• **GOAL OF THE EXERCISE**: Reproduce every line of the records below, including the requests, with each x and y coordinate in the point answers scaled by 0.65 and rounded to the nearest whole number, halves rounded up, while the sample coordinates within the requests stay unchanged. Omit the pictures from the reproduction.
------ DATA FOR THIS EXERCISE
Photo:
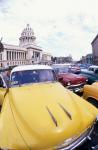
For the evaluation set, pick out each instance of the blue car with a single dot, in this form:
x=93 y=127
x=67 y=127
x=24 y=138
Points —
x=91 y=75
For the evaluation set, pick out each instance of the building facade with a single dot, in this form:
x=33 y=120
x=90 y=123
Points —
x=95 y=50
x=26 y=53
x=88 y=59
x=46 y=58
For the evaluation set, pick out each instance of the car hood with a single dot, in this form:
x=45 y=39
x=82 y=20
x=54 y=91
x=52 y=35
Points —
x=73 y=78
x=47 y=114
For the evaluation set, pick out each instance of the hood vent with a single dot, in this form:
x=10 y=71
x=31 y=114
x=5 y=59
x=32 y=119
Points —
x=66 y=112
x=52 y=117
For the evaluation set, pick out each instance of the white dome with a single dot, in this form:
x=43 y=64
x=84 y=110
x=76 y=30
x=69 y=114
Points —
x=27 y=36
x=27 y=32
------------
• **WRITTEN REPLY**:
Photo:
For the evaluation set, pick out each instance of the blue car with a single dot, in this form:
x=93 y=127
x=67 y=127
x=24 y=138
Points —
x=59 y=49
For the evaluation set, pick out each instance of the building facade with a single dot, in this form:
x=33 y=120
x=90 y=123
Points —
x=62 y=33
x=17 y=34
x=57 y=38
x=30 y=38
For the evaluation set, pick out each instance of the car hood with a single dot, in this form:
x=45 y=39
x=82 y=20
x=54 y=91
x=52 y=35
Points —
x=47 y=51
x=31 y=74
For the evaluation set, pick out each instance of the hood vent with a single dot, in this form:
x=10 y=71
x=31 y=114
x=5 y=59
x=32 y=119
Points —
x=43 y=73
x=34 y=76
For the evaluation set, pick out each instance of the white dome with a single dot, in this form:
x=43 y=64
x=84 y=110
x=76 y=30
x=69 y=114
Points —
x=18 y=23
x=18 y=21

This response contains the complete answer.